### TASK GOAL
Line by line, set down all the data below exactly, omitting any picture.

------ MATERIAL SUPPLIED ------

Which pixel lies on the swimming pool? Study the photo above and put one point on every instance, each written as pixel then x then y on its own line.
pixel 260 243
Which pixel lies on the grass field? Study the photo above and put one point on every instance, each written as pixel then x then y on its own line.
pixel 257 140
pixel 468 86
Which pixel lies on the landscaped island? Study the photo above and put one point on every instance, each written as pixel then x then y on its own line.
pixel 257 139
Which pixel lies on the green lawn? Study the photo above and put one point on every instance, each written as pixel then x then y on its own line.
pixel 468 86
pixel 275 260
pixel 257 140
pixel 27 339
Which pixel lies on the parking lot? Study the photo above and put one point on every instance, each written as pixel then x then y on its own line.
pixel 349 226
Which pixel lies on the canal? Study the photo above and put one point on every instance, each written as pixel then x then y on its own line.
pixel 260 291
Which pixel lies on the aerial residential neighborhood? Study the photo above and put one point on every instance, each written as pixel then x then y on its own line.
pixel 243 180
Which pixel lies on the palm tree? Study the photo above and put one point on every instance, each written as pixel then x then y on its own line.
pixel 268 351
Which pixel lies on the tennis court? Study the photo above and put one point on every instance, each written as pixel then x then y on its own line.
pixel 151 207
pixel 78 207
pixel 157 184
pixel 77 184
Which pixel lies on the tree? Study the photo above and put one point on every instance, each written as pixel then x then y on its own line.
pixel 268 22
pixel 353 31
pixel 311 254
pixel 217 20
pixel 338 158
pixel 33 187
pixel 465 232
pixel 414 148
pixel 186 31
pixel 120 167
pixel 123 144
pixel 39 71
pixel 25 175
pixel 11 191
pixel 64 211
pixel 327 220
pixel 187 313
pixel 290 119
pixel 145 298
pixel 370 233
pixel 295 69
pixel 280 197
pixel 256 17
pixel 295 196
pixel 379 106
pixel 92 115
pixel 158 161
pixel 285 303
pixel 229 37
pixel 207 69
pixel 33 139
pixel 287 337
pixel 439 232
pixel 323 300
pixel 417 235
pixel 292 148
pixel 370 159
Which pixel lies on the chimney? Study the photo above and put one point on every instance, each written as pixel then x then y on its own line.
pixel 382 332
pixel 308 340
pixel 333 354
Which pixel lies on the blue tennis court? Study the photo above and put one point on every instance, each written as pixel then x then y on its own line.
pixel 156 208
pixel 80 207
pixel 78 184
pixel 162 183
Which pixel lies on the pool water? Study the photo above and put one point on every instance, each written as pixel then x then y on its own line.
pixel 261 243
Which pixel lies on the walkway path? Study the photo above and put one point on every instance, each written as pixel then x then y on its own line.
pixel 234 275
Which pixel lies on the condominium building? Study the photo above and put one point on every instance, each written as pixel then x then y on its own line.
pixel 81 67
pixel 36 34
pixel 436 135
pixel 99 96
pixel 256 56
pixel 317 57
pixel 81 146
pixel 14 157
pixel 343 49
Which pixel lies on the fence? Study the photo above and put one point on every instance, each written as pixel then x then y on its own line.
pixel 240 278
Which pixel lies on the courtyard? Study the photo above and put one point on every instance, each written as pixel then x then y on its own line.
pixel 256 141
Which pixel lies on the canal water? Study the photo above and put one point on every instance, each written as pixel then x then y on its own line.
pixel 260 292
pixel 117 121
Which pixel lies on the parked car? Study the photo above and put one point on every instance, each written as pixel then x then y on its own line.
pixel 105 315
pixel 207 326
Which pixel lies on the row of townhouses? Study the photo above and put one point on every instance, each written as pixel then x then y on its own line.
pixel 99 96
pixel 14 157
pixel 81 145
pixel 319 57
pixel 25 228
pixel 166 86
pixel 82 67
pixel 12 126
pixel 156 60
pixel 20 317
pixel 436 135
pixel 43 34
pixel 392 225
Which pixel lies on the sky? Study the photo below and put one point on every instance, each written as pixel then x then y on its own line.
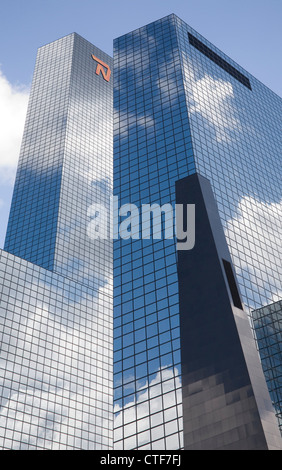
pixel 249 31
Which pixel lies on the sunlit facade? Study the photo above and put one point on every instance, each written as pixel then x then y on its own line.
pixel 268 329
pixel 184 116
pixel 182 107
pixel 56 289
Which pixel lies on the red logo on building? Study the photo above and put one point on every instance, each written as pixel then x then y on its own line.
pixel 103 68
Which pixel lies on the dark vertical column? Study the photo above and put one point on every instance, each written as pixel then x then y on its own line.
pixel 225 399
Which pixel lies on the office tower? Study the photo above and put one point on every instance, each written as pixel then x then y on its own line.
pixel 268 326
pixel 56 289
pixel 182 107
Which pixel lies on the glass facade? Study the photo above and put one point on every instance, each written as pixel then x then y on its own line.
pixel 56 280
pixel 181 107
pixel 268 329
pixel 178 110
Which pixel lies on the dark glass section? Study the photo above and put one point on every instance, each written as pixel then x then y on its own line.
pixel 232 284
pixel 219 61
pixel 225 398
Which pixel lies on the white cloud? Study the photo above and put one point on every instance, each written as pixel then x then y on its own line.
pixel 210 99
pixel 256 231
pixel 13 107
pixel 163 393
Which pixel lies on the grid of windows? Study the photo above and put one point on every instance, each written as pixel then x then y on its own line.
pixel 152 149
pixel 268 329
pixel 177 112
pixel 55 361
pixel 56 323
pixel 237 145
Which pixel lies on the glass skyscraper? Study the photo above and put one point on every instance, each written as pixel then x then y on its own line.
pixel 56 280
pixel 268 328
pixel 182 107
pixel 186 125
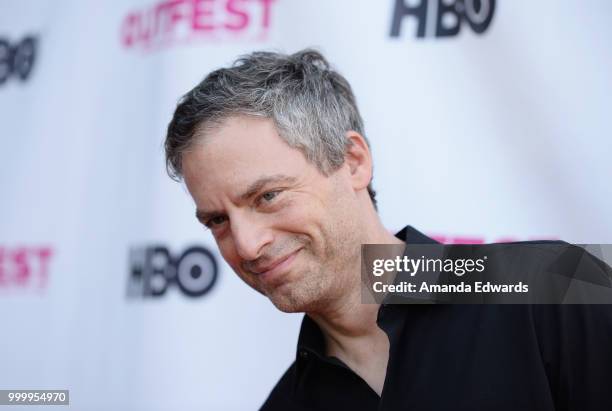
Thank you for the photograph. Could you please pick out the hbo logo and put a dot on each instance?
(153, 270)
(17, 59)
(442, 18)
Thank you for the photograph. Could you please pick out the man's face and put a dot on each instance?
(286, 229)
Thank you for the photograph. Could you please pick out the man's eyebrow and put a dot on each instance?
(261, 182)
(251, 190)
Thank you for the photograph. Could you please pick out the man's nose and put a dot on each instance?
(250, 237)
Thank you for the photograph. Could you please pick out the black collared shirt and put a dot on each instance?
(464, 357)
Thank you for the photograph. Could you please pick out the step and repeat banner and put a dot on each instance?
(489, 121)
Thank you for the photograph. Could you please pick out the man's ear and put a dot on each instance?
(358, 159)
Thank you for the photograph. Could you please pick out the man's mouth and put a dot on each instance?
(269, 270)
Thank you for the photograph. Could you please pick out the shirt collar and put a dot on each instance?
(311, 341)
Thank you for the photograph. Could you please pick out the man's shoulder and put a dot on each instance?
(281, 396)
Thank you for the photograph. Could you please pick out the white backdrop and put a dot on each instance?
(476, 137)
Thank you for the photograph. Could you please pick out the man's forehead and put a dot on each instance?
(246, 192)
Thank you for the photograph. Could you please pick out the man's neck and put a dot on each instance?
(350, 330)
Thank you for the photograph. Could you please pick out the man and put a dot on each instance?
(273, 152)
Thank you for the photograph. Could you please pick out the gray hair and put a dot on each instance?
(312, 106)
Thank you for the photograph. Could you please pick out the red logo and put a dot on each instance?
(447, 239)
(173, 21)
(24, 267)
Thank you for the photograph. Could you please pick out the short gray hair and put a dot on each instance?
(312, 106)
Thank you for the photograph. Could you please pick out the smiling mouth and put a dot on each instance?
(277, 267)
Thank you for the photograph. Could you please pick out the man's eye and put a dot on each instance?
(269, 196)
(215, 221)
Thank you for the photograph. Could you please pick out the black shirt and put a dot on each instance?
(464, 357)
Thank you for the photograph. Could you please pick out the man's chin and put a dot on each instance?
(289, 304)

------

### RESULT
Which pixel lies on the swimming pool? Study the photo above and put one point on every instance, each written as pixel then x then y on its own line.
pixel 260 243
Which pixel lies on the grass field? Study the photo above and put one point on every instance, each written as pixel then x then y on its own line.
pixel 257 140
pixel 468 86
Which pixel lies on the landscaped island? Study the photo above and put one point on every instance, each written as pixel then x then y on its own line.
pixel 257 139
Which pixel lies on the green lawn? Study the photo above and put one point on every instance, each written as pixel then x then y on its own line.
pixel 468 86
pixel 275 260
pixel 257 140
pixel 27 339
Which pixel lies on the parking lot? Study the photo above and put one point on every instance, each written as pixel then x then y on its own line.
pixel 349 226
Which pixel lies on the canal? Study the photo above and put one point on every instance, each written as pixel then x then y on its own line.
pixel 260 291
Which pixel lies on the aerial residential neighborhood? Study the photo above and put one point on every instance, each written as pixel then x then y on its own line.
pixel 243 180
Which pixel lies on the palm tree? Study the photo above and put one point on every instance, each written as pixel then x then y on its own line.
pixel 268 351
Which pixel lies on the tennis court? Study the photo above and put one point on every instance, each written as pixel then x then y on its own line.
pixel 151 207
pixel 78 207
pixel 157 184
pixel 77 184
Which pixel lies on the tree? Study the photo above and put one point on every instance, each written as pixel then x then y on its own line.
pixel 268 22
pixel 353 31
pixel 311 254
pixel 217 20
pixel 338 158
pixel 33 187
pixel 465 232
pixel 414 148
pixel 186 31
pixel 120 167
pixel 123 144
pixel 39 71
pixel 25 175
pixel 11 191
pixel 64 211
pixel 327 220
pixel 187 313
pixel 290 119
pixel 145 298
pixel 370 233
pixel 295 69
pixel 280 197
pixel 256 17
pixel 295 196
pixel 379 106
pixel 92 115
pixel 158 161
pixel 285 303
pixel 229 37
pixel 207 69
pixel 33 139
pixel 287 337
pixel 439 232
pixel 323 300
pixel 417 235
pixel 292 148
pixel 370 159
Which pixel lies on the chimney? Study the photo above and put one point on every instance, each written as pixel then x then y on its own line.
pixel 382 332
pixel 308 340
pixel 333 354
Which pixel lies on the blue tennis court? Study the photo above and put one point on every instance, each written as pixel then x then y on its own line.
pixel 156 208
pixel 80 207
pixel 78 184
pixel 162 183
Which pixel lies on the pool water? Study the photo above and put one point on every instance, each written as pixel then x then y on its own line.
pixel 261 243
Which pixel lies on the walkway path? Study the photo above and put one point on every instance, each written as pixel then x then y on its own line.
pixel 234 275
Which pixel lies on the condominium building? Study the photo above and put one point on every instance, each written as pixel then x then y on its own line.
pixel 81 67
pixel 36 34
pixel 436 135
pixel 99 96
pixel 256 56
pixel 317 57
pixel 81 146
pixel 14 157
pixel 343 49
Which pixel lies on the fence? Study the photo above and put one point on every instance, each written as pixel then x then y on its own line.
pixel 240 278
Which pixel lies on the courtyard? Study the photo above and put one point on every instance, each written as pixel then x then y on its own line.
pixel 256 141
Which pixel lies on the canal water? Study the photo above and put one point on every instance, each written as pixel then x then y on its own line.
pixel 260 292
pixel 117 121
Which pixel lies on the parked car? Study the photo above and put one point on every instance, each written as pixel then x then y on its own line.
pixel 105 315
pixel 207 326
Which pixel lies on the row of townhouses? Study the photo above and put one point on every instance, each written as pixel then x then y on its own line.
pixel 99 96
pixel 14 157
pixel 81 145
pixel 319 57
pixel 25 228
pixel 166 86
pixel 82 67
pixel 12 126
pixel 156 60
pixel 20 317
pixel 436 135
pixel 43 34
pixel 392 225
Which pixel lies on the sky? Study the photo below and put one point on every instance, each written as pixel then x then y on its own line.
pixel 249 31
Which pixel lies on the sunlit facade? Study the photo above and put one point on every instance, each written as pixel then x then y on its own line.
pixel 268 329
pixel 184 116
pixel 182 107
pixel 56 289
Which pixel lies on the red logo on building? Study the photo above and put one point on every instance, each written as pixel then x then y on its own line.
pixel 103 68
Which pixel lies on the dark vertical column? Study the photo above and put one point on every instance, each written as pixel then x then y on its own line.
pixel 225 399
Which pixel lies on the office tower? Study the photo above and put one point on every instance, each written as pixel then x then y on its own line.
pixel 268 326
pixel 56 289
pixel 182 107
Which pixel lies on the glass facade? Study the photo above and put one point on every instance, each written as pixel then x then y on its own line.
pixel 56 280
pixel 181 107
pixel 268 329
pixel 178 110
Which pixel lies on the dark glass section? Study the photo above and put one point on every instance, each written as pixel then x then y on its own line.
pixel 232 284
pixel 219 61
pixel 225 398
Which pixel lies on the white cloud? Study the photo above and put one point on every instance, each written as pixel then x then y on its own line.
pixel 210 99
pixel 256 231
pixel 13 107
pixel 163 393
Which pixel lies on the grid of windows? Study the photo above and put one point on every instance, each written as pixel then x then y on its own line.
pixel 152 149
pixel 268 329
pixel 177 112
pixel 55 361
pixel 56 323
pixel 237 145
Which pixel lies on the glass skyscraper? Study the photo above and put one point on every instance, each written as pixel then x then y on its own line.
pixel 56 280
pixel 268 328
pixel 182 107
pixel 186 125
Thank you for the photograph. Could you please pick out the hbo logo and put a dot on each instance?
(153, 270)
(17, 59)
(442, 18)
Thank you for the photograph. Could you please pick out the man's face and put a dot on each instance?
(286, 229)
Thank you for the photograph. Could you please pick out the man's eyebrow and put a dot on each instance?
(261, 182)
(251, 190)
Thank you for the photograph. Could you please pick out the man's nose and put a dot on each instance?
(250, 237)
Thank you for the photograph. Could you please pick out the black collared shirt and put a dot on each instance?
(464, 357)
Thank you for the photograph. Could you please pick out the step and repeat banner and put a dot on each instance?
(489, 121)
Thank you for the photograph. Could you please pick out the man's ear and put a dot on each instance?
(358, 159)
Thank you for the photograph. Could you please pick out the man's mouth and put a dot on each instance?
(269, 270)
Thank you for the photograph. Could you please pick out the shirt collar and put a dot on each instance?
(311, 341)
Thank you for the photograph. Could you please pick out the man's shoulder and put a dot on each instance?
(281, 396)
Thank you for the photograph. Could you please pick out the white backdrop and put a dot on each instance?
(476, 137)
Thank you for the photograph. Could you please pick out the man's forehead and put a dot on each instance?
(246, 192)
Thank you for the photograph. Could you please pick out the man's neck and put a dot on each instance?
(350, 330)
Thank you for the photograph. Could you please pick out the man and put a dot on each instance?
(273, 152)
Thank you for the photograph. Could you please pick out the gray hair and put a dot on each instance?
(312, 106)
Thank you for the photograph. Could you please pick out the red logo and put a dot on each instance?
(447, 239)
(173, 21)
(24, 267)
Thank you for the photograph. Could you please pick out the short gray hair and put a dot on each instance?
(312, 106)
Thank you for the photograph. Could you please pick out the smiling mouth and put a dot on each instance?
(277, 267)
Thank you for the photograph. Could you please pick out the man's eye and put a dot on each instance?
(269, 196)
(215, 221)
Thank you for the photograph. Could you please pick out the black shirt and put a dot on each instance?
(464, 357)
Thank you for the photograph. Could you please pick out the man's chin and put a dot on each instance?
(289, 304)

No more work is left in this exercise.